## Records:
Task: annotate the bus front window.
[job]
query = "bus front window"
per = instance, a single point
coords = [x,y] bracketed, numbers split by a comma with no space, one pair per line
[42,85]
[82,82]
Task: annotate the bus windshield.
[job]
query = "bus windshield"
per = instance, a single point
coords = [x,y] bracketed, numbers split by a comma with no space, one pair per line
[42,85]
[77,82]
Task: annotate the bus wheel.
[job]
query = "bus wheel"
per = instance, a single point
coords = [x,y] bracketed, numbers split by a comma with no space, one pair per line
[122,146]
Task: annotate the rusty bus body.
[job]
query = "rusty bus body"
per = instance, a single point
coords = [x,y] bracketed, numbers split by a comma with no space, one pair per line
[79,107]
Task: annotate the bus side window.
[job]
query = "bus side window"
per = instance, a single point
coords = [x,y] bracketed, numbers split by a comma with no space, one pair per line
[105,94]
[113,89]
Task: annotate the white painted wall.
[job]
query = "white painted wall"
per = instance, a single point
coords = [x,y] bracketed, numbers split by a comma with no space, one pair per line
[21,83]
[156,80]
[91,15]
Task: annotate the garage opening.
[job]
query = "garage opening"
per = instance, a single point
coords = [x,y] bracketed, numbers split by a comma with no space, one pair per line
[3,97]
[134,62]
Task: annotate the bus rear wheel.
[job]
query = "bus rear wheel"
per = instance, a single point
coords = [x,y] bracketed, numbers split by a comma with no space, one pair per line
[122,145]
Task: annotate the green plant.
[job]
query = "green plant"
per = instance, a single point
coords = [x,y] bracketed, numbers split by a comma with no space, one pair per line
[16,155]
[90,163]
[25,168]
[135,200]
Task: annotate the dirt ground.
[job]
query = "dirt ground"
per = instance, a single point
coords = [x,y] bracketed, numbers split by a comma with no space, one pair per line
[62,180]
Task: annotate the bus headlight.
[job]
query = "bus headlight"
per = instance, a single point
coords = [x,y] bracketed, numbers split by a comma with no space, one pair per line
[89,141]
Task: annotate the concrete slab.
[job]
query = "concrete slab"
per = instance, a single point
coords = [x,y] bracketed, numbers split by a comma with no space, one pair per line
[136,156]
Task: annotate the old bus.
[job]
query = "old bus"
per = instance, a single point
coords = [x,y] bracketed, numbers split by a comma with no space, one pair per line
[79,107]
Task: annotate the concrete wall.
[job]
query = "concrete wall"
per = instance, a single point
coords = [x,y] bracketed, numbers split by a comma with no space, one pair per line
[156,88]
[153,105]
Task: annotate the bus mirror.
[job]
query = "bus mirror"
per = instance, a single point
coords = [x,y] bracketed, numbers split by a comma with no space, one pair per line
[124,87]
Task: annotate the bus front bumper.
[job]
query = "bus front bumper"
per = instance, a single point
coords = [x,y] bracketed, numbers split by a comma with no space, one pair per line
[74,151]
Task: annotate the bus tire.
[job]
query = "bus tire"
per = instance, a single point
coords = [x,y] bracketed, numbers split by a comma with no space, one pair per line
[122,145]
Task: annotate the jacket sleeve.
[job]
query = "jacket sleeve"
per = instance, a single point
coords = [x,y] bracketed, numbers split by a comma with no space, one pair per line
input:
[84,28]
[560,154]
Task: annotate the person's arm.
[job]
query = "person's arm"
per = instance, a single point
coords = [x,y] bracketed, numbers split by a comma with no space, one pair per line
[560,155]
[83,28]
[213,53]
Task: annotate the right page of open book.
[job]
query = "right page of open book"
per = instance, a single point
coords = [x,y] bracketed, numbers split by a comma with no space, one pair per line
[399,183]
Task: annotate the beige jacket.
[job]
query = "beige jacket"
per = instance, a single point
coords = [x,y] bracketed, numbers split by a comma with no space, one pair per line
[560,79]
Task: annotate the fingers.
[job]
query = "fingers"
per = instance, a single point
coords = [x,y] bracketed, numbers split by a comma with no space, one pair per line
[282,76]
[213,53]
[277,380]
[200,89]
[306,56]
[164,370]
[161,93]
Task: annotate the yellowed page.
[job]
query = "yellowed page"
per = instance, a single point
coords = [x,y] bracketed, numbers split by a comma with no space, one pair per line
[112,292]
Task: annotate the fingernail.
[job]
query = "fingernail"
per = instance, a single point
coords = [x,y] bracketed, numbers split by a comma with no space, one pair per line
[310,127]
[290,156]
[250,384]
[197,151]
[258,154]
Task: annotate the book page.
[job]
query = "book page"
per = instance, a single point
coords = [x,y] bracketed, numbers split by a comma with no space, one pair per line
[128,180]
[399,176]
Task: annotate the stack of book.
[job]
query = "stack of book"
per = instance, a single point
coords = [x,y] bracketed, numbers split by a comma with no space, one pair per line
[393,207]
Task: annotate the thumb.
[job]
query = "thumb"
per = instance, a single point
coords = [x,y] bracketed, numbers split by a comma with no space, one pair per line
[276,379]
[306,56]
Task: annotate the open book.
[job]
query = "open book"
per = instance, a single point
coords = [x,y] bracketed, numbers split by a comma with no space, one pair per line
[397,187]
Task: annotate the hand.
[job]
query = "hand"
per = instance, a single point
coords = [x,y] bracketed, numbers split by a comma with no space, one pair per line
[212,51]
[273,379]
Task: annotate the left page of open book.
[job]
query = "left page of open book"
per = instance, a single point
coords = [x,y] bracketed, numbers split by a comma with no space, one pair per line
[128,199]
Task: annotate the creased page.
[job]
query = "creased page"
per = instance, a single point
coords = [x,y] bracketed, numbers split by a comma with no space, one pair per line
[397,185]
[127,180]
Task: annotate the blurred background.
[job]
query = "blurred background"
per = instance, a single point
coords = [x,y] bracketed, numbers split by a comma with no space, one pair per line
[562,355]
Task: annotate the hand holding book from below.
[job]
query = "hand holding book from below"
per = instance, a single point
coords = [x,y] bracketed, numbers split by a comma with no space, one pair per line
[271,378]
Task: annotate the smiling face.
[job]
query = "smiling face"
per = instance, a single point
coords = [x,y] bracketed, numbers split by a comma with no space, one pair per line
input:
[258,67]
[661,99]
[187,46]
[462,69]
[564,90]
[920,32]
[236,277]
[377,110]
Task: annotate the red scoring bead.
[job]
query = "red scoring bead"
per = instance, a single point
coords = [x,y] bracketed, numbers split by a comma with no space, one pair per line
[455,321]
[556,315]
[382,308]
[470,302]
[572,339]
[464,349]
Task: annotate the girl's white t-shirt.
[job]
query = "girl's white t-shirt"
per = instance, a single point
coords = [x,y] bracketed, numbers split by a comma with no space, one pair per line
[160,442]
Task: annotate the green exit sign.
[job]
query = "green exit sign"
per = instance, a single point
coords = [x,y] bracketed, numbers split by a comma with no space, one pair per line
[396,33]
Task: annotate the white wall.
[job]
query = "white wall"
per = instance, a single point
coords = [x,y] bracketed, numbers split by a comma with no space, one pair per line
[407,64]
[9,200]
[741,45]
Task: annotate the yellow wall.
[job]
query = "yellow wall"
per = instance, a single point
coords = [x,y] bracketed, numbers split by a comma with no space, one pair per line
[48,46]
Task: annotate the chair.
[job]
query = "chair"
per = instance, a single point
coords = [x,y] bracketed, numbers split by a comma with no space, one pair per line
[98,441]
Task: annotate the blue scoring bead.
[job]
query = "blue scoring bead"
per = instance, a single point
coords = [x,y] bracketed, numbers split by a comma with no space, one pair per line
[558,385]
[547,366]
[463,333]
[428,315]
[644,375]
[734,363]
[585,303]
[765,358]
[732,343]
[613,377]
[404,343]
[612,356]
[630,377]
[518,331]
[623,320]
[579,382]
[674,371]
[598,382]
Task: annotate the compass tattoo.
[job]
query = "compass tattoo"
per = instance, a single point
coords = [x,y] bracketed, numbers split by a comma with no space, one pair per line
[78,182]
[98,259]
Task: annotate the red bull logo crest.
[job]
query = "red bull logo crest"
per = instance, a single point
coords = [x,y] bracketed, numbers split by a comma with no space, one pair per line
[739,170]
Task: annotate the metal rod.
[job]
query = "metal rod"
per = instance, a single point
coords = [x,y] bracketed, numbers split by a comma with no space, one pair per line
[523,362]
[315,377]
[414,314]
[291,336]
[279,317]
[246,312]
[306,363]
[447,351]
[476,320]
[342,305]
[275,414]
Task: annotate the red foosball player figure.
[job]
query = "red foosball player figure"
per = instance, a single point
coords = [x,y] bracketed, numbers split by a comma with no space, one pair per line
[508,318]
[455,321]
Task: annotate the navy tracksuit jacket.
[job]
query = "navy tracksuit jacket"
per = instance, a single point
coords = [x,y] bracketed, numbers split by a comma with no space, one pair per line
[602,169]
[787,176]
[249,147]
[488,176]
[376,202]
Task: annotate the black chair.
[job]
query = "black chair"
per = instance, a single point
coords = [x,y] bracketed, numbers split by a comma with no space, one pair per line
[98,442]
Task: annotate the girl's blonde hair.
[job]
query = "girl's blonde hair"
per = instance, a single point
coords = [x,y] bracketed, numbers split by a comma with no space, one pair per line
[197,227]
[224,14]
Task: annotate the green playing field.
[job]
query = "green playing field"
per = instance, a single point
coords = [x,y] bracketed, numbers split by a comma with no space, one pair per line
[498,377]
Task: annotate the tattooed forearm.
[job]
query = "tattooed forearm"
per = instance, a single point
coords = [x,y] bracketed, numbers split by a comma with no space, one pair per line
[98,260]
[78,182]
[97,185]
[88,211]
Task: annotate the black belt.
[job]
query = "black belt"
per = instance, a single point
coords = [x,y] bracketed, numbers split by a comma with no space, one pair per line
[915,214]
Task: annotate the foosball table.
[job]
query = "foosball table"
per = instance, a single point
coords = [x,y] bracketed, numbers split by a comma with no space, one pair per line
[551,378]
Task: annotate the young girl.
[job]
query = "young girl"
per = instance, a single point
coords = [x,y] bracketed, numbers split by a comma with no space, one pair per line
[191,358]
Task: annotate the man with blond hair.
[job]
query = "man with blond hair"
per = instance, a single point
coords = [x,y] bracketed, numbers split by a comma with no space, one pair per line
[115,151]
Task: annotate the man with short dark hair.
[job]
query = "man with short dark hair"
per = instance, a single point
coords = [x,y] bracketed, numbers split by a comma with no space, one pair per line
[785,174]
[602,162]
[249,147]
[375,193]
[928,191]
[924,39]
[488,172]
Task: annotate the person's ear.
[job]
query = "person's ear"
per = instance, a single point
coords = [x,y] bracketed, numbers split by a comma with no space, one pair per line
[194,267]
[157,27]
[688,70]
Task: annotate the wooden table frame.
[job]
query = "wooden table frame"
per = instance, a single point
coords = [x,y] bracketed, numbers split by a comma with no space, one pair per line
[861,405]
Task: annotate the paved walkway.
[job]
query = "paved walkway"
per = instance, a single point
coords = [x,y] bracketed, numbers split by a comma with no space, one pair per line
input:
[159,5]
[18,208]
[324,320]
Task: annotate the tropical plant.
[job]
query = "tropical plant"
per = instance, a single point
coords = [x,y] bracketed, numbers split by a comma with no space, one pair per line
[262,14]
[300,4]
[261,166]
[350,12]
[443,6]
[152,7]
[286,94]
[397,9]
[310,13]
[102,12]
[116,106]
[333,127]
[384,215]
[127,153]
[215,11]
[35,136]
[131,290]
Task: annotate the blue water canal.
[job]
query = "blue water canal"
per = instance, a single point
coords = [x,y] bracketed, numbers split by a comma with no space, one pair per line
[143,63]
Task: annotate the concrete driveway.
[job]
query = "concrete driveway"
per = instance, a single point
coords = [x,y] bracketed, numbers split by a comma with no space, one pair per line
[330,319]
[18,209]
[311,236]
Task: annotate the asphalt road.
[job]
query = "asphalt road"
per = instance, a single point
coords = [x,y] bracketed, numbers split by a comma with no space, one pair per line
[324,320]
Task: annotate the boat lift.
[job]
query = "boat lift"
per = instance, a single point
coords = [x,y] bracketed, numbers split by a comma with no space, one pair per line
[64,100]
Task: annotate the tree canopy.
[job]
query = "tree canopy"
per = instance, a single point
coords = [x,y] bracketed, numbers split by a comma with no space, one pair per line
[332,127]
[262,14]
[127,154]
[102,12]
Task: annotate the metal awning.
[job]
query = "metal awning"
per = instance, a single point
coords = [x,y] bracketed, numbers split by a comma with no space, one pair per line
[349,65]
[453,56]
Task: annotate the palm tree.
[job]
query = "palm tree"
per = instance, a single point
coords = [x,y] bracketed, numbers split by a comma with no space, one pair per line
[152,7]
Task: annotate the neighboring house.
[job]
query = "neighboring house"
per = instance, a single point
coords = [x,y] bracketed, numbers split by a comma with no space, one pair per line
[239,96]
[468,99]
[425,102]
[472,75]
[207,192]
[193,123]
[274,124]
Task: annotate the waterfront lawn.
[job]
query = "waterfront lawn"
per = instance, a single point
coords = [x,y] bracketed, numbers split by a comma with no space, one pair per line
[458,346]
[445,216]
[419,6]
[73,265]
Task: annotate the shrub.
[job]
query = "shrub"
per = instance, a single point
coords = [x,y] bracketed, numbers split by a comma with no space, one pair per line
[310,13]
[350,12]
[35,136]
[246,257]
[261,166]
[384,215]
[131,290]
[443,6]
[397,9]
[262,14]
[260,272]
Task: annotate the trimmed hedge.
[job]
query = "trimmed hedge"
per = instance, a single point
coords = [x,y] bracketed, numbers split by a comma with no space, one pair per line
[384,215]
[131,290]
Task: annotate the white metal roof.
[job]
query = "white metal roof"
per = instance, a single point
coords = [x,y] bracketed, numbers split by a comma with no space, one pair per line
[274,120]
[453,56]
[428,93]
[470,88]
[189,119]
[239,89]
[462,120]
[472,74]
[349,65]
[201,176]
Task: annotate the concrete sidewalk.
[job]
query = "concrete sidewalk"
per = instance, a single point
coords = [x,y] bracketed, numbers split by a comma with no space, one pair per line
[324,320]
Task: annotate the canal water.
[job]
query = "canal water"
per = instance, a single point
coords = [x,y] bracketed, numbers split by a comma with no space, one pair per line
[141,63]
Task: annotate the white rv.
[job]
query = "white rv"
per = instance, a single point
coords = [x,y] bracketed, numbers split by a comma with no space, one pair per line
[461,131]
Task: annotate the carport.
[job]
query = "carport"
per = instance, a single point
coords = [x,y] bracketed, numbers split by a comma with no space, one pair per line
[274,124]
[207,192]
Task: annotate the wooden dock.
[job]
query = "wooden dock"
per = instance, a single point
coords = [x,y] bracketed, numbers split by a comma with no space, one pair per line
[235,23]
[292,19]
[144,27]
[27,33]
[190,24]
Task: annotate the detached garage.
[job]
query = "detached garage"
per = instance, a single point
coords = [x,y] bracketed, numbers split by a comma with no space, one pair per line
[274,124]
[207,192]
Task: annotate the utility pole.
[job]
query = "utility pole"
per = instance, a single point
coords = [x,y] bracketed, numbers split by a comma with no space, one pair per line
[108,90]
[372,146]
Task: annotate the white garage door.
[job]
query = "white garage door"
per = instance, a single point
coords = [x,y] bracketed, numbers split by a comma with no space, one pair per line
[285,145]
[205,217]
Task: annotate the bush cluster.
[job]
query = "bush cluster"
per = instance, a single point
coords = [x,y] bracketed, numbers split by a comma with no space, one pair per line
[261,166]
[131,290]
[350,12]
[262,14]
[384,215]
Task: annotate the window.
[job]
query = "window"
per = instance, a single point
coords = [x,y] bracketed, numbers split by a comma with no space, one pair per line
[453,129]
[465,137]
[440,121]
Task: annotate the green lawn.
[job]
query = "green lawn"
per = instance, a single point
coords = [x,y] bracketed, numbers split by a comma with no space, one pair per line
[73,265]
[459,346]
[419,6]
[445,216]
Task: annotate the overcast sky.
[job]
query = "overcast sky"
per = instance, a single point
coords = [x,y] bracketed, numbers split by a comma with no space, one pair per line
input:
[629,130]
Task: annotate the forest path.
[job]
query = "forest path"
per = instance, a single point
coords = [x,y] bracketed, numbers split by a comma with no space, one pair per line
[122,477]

## Given task:
Would you quote, exactly and only, the lines from the one containing "Task: annotate the green lawn." to the end of the entries?

## The response:
Task: annotate the green lawn.
[job]
query = "green lawn"
per = instance, a single point
coords = [x,y] bracketed, numbers split by a comma with no space, one pair per line
[73,265]
[459,346]
[419,6]
[445,216]
Task: annotate the overcast sky.
[job]
query = "overcast sky"
per = instance, a single point
coords = [x,y] bracketed, numbers split by a comma with no space, one pair per line
input:
[629,130]
Task: annotate the forest path.
[job]
query = "forest path"
per = instance, a single point
coords = [x,y] bracketed, numbers split by a comma with no space, one pair per line
[122,477]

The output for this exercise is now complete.